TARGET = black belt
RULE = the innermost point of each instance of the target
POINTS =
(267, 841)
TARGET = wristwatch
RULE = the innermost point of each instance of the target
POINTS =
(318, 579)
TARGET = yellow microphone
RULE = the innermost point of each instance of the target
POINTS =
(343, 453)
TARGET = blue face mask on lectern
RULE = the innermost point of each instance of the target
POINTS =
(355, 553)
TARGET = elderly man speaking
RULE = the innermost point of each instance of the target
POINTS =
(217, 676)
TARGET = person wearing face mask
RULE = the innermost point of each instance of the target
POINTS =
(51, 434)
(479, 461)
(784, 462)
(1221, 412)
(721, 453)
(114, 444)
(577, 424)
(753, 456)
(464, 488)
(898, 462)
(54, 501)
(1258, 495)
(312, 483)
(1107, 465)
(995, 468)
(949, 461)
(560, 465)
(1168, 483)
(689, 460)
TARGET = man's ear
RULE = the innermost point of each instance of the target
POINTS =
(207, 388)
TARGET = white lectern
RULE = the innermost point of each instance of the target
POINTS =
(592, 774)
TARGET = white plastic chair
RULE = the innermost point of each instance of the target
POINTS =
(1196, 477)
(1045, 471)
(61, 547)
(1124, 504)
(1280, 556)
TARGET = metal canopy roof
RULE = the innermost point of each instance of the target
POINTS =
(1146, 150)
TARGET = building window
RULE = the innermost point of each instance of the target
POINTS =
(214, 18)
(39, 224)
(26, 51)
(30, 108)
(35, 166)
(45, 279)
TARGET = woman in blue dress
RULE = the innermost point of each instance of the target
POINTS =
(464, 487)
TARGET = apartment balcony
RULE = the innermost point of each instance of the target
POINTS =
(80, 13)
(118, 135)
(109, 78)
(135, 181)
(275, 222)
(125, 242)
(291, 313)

* **WORK TO BE COMPLETED**
Copy out all of the data above line for line, changing nothing.

* **RESPONSE BELOW**
TARGET = black belt
RULE = the innermost point of each instance of the target
POINTS =
(267, 841)
TARGET = wristwatch
RULE = the innermost point of each instance of the target
POINTS =
(318, 579)
TARGET = yellow microphone
RULE = the innermost point of each instance of the target
POINTS =
(343, 453)
TARGET = blue face mask on lectern
RULE = the innermost point of each instance of the target
POINTS =
(355, 553)
TARGET = elderly man speaking
RULE = the innermost point of each instance of the target
POINTS =
(217, 676)
TARGET = person wearing face mask
RULE = the innermost point of each instance of the target
POINTS =
(51, 434)
(479, 461)
(784, 462)
(1221, 412)
(721, 453)
(114, 444)
(577, 424)
(753, 456)
(464, 488)
(898, 462)
(54, 501)
(1258, 495)
(312, 483)
(1107, 465)
(995, 468)
(949, 461)
(560, 465)
(1168, 483)
(689, 460)
TARGET = man's ear
RULE = the innermost point of each instance of the target
POINTS =
(207, 388)
TARGET = white lectern
RULE = the innermost point of each instance of the target
POINTS =
(592, 774)
TARGET = white plastic chair
RULE = the innermost point of each instance of the target
POINTS =
(1196, 477)
(1045, 471)
(61, 547)
(1124, 504)
(1280, 556)
TARGET = metal canopy roof
RULE = the innermost point of each instance of the target
POINTS =
(1146, 150)
TARGET = building window
RULE = the innermost point of each instance of the target
POINTS =
(214, 18)
(39, 224)
(26, 51)
(30, 108)
(35, 166)
(45, 279)
TARGET = woman in blue dress
RULE = the innermost point of each instance of the target
POINTS =
(464, 487)
TARGET = apartment balcony
RULE = the innermost point of each instance of the target
POINTS =
(80, 13)
(118, 135)
(109, 78)
(135, 181)
(275, 222)
(125, 242)
(291, 313)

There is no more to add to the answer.